━━━ ENTRIES SHOWN

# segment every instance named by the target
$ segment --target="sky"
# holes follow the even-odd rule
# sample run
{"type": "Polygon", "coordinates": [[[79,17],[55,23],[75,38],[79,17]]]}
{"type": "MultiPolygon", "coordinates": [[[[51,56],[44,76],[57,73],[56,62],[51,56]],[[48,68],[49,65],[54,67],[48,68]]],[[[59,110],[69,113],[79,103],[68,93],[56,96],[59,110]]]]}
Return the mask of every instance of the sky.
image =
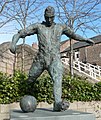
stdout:
{"type": "MultiPolygon", "coordinates": [[[[42,21],[43,20],[44,20],[44,17],[42,18],[42,21]]],[[[20,28],[17,25],[15,25],[15,23],[9,23],[9,24],[6,24],[4,27],[0,28],[0,44],[4,42],[11,42],[13,35],[16,34],[19,29],[20,28]]],[[[80,31],[78,31],[76,34],[79,34],[87,38],[91,38],[97,35],[96,33],[92,31],[87,31],[86,36],[83,35],[80,31]]],[[[61,37],[61,41],[66,40],[66,39],[68,39],[66,36],[61,37]]],[[[26,41],[25,41],[26,44],[32,45],[33,42],[38,42],[36,35],[26,37],[26,41]]],[[[22,44],[22,43],[23,43],[23,40],[20,39],[18,44],[22,44]]]]}

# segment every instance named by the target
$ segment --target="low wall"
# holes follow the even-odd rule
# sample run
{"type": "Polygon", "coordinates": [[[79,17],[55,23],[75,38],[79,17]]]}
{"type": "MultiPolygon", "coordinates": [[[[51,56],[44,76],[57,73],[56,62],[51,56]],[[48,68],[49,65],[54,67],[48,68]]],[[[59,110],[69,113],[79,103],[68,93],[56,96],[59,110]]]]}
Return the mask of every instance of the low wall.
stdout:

━━━━━━

DESCRIPTION OF THE TASK
Set out every line of the material above as a numbered list, skipping blank lines and leaving out the pictures.

SOLUTION BELOW
1. # segment every instance named by the target
2. $ segment --target="sky"
3. # holes follow the even-odd rule
4. # sample run
5. {"type": "Polygon", "coordinates": [[[79,17],[55,23],[75,38],[79,17]]]}
6. {"type": "MultiPolygon", "coordinates": [[[[51,56],[44,76],[57,73],[56,62],[51,56]],[[48,68],[49,65],[54,67],[48,68]]],[[[59,110],[69,113],[79,103],[68,93],[56,96],[59,110]]]]}
7. Return the mask of every instance of the sky.
8. image =
9. stdout:
10. {"type": "MultiPolygon", "coordinates": [[[[42,21],[43,20],[44,20],[44,17],[42,18],[42,21]]],[[[20,28],[17,25],[15,25],[15,23],[9,23],[9,24],[6,24],[4,27],[0,28],[0,44],[4,42],[11,42],[13,35],[16,34],[19,29],[20,28]]],[[[80,31],[78,31],[76,34],[79,34],[87,38],[91,38],[97,35],[96,33],[92,31],[87,31],[86,36],[83,35],[80,31]]],[[[61,37],[61,41],[66,40],[66,39],[68,39],[66,36],[61,37]]],[[[26,41],[25,41],[26,44],[32,45],[33,42],[38,42],[36,35],[26,37],[26,41]]],[[[22,44],[22,43],[23,43],[23,40],[20,39],[18,44],[22,44]]]]}
11. # segment every instance named by the target
12. $ segment --target="low wall"
13. # holes follow the even-odd rule
14. # sample run
15. {"type": "Polygon", "coordinates": [[[79,17],[55,23],[75,38],[79,17]]]}
16. {"type": "MultiPolygon", "coordinates": [[[[51,56],[44,76],[57,73],[56,62],[51,56]],[[48,68],[49,65],[54,67],[48,68]]],[[[59,110],[69,113],[79,103],[68,93],[56,96],[59,110]]]]}
17. Return the mask of every instance of the low wall.
18. stdout:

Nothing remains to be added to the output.